[Records contained in a dataset]

+ + +

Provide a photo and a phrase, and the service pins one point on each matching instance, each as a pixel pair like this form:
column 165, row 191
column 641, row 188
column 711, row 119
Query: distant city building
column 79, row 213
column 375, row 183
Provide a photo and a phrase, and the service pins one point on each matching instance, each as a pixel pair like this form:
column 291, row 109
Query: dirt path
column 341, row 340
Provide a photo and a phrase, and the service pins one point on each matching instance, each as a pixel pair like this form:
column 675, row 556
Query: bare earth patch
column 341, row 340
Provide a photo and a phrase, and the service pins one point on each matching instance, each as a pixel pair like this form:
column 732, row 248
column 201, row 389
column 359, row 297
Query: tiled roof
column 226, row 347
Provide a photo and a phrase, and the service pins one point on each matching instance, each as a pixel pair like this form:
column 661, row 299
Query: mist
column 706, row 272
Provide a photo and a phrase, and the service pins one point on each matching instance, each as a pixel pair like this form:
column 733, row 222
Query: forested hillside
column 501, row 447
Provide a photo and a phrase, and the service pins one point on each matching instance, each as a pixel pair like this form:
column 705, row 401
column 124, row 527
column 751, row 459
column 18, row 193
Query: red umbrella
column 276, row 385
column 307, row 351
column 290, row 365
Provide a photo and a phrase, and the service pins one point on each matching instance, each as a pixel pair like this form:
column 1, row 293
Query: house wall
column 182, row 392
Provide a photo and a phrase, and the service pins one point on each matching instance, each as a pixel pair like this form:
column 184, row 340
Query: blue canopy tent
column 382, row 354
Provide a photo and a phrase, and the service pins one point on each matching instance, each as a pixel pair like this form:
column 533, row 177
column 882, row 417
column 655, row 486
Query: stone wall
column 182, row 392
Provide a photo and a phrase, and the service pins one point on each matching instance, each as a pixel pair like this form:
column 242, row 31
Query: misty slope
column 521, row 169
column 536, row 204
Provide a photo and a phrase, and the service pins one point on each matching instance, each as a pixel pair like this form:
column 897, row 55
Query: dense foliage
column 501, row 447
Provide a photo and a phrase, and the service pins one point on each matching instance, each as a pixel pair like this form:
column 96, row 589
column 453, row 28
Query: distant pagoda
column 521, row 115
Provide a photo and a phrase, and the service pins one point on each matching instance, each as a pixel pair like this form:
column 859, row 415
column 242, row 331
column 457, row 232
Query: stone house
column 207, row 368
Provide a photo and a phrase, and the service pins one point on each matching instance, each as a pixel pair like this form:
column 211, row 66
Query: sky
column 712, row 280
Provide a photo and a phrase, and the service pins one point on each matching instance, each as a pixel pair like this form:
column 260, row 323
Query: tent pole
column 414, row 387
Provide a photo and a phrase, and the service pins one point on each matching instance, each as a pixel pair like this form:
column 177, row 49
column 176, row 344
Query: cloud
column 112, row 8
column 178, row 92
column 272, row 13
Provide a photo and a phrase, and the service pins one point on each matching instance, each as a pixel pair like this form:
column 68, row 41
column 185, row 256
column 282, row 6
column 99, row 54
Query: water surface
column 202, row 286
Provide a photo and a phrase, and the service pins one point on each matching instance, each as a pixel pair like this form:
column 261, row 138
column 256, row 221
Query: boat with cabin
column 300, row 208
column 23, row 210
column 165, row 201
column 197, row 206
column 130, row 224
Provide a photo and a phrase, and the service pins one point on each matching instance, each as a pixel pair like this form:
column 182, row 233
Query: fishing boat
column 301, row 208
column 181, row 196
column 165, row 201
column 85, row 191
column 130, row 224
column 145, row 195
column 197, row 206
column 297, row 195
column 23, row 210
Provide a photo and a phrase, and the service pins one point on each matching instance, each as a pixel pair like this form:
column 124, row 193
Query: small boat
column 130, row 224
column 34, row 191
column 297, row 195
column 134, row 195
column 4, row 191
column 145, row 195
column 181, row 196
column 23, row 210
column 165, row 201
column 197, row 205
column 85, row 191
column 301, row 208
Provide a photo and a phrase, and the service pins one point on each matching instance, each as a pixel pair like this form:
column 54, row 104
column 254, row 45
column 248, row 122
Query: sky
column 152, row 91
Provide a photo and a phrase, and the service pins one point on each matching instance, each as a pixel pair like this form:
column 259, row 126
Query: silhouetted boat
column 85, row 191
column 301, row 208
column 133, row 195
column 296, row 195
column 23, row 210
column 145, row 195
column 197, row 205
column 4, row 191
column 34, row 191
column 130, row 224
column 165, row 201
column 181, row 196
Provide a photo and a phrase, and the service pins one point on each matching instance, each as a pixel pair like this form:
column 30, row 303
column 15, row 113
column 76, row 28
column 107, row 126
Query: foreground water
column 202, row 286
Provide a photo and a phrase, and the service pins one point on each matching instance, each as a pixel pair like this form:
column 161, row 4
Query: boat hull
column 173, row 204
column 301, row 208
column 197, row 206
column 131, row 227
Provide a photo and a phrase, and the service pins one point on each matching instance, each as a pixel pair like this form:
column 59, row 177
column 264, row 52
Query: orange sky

+ + +

§ **What you will do**: The response must contain every entry, each one identical to the original.

§ **Response**:
Provide a photo and a phrase, and the service pins one point on each matching instance, each as a pixel pair like this form:
column 165, row 191
column 641, row 188
column 711, row 119
Query: distant city building
column 79, row 213
column 375, row 183
Provide a photo and a phrase, and the service pins one point on each matching instance, each as a pixel pair like this form:
column 291, row 109
Query: dirt path
column 341, row 340
Provide a photo and a phrase, and the service pins one point on each matching instance, each as a pixel pair like this form:
column 675, row 556
Query: bare earth patch
column 341, row 340
Provide a photo and a phrase, and the service pins one point on each matching instance, each as a pixel pair like this form:
column 732, row 248
column 201, row 389
column 359, row 297
Query: tiled roof
column 226, row 347
Provide a photo and a phrase, and the service pins one point on each matching instance, each as a pixel pair like this form:
column 661, row 299
Query: mist
column 706, row 272
Provide a photo and a phrase, and the service pins one point on each matching instance, each as a pixel pair like this form:
column 733, row 222
Query: forested hillside
column 501, row 447
Provide a photo and a phrase, and the service pins one point on each matching instance, each as a pixel pair like this form:
column 705, row 401
column 124, row 527
column 751, row 459
column 18, row 193
Query: red umbrella
column 276, row 385
column 307, row 351
column 290, row 365
Provide a photo and a phrase, and the service pins one point on each matching instance, each as a pixel pair like this form:
column 1, row 293
Query: house wall
column 182, row 392
Provide a photo and a phrase, and the service pins one point on each matching instance, each as a pixel pair like this form:
column 184, row 340
Query: blue canopy tent
column 382, row 354
Provide a photo and a phrase, and the service pins one point on each matching instance, each as a pixel pair like this form:
column 533, row 177
column 882, row 417
column 655, row 486
Query: stone wall
column 182, row 392
Provide a photo and a phrase, and the service pins one point on each matching instance, each as a pixel pair like this form:
column 242, row 31
Query: misty slope
column 521, row 169
column 536, row 204
Provide a photo and a phrase, and the service pins one point on each matching instance, each as a pixel pair like this form:
column 897, row 55
Query: dense foliage
column 501, row 447
Provide a photo and a phrase, and the service pins one point on each matching instance, each as a pixel pair like this form:
column 96, row 589
column 453, row 28
Query: distant pagoda
column 521, row 115
Provide a photo and a phrase, and the service pins one point on each matching instance, each as a pixel pair like this form:
column 859, row 415
column 242, row 331
column 457, row 232
Query: stone house
column 207, row 368
Provide a photo and a phrase, and the service pins one point on each matching instance, each as a pixel pair like this form:
column 211, row 66
Query: sky
column 712, row 280
Provide a photo and a phrase, and the service pins one point on each matching instance, each as a pixel pair like this form:
column 260, row 323
Query: tent pole
column 414, row 387
Provide a photo and a phrase, and the service pins one point on each matching instance, each as a pixel pair like this form:
column 177, row 49
column 176, row 344
Query: cloud
column 112, row 8
column 178, row 92
column 272, row 13
Provide a photo and a phrase, and the service pins one point on each matching instance, each as a pixel pair like this form:
column 68, row 41
column 185, row 256
column 282, row 6
column 99, row 54
Query: water surface
column 202, row 286
Provide a photo and a phrase, and the service pins one point on each matching instance, each as a pixel pair like this form:
column 261, row 138
column 256, row 221
Query: boat with cabin
column 300, row 208
column 23, row 210
column 165, row 201
column 197, row 206
column 130, row 224
Provide a photo and a phrase, and the service pins one point on each matching instance, each as a pixel pair like this form:
column 182, row 233
Query: fishing boat
column 301, row 208
column 181, row 196
column 165, row 201
column 85, row 191
column 130, row 224
column 145, row 195
column 197, row 206
column 297, row 195
column 23, row 210
Provide a photo and a phrase, and the service pins one point on each matching instance, each as a pixel pair like this form:
column 124, row 193
Query: small boat
column 130, row 224
column 34, row 191
column 297, row 195
column 134, row 195
column 4, row 191
column 145, row 195
column 181, row 196
column 23, row 210
column 165, row 201
column 197, row 205
column 85, row 191
column 301, row 208
Provide a photo and a phrase, and the service pins one point on each matching instance, each as a pixel pair like this form:
column 54, row 104
column 254, row 45
column 248, row 122
Query: sky
column 152, row 91
Provide a photo and a phrase, and the service pins one point on each matching instance, each as a pixel pair like this form:
column 259, row 126
Query: silhouetted boat
column 85, row 191
column 301, row 208
column 133, row 195
column 296, row 195
column 23, row 210
column 145, row 195
column 197, row 205
column 4, row 191
column 34, row 191
column 130, row 224
column 165, row 201
column 181, row 196
Provide a photo and a phrase, and the service pins one point on each matching instance, each as a pixel pair like this form:
column 30, row 303
column 15, row 113
column 76, row 28
column 107, row 126
Query: foreground water
column 202, row 286
Provide a photo and a phrase, and the service pins one point on each matching instance, each as a pixel pair like this form:
column 161, row 4
Query: boat hull
column 173, row 204
column 301, row 208
column 197, row 206
column 131, row 227
Provide a photo and a phrase, and the service pins one point on each matching instance, each as a pixel pair like this form:
column 59, row 177
column 264, row 52
Query: orange sky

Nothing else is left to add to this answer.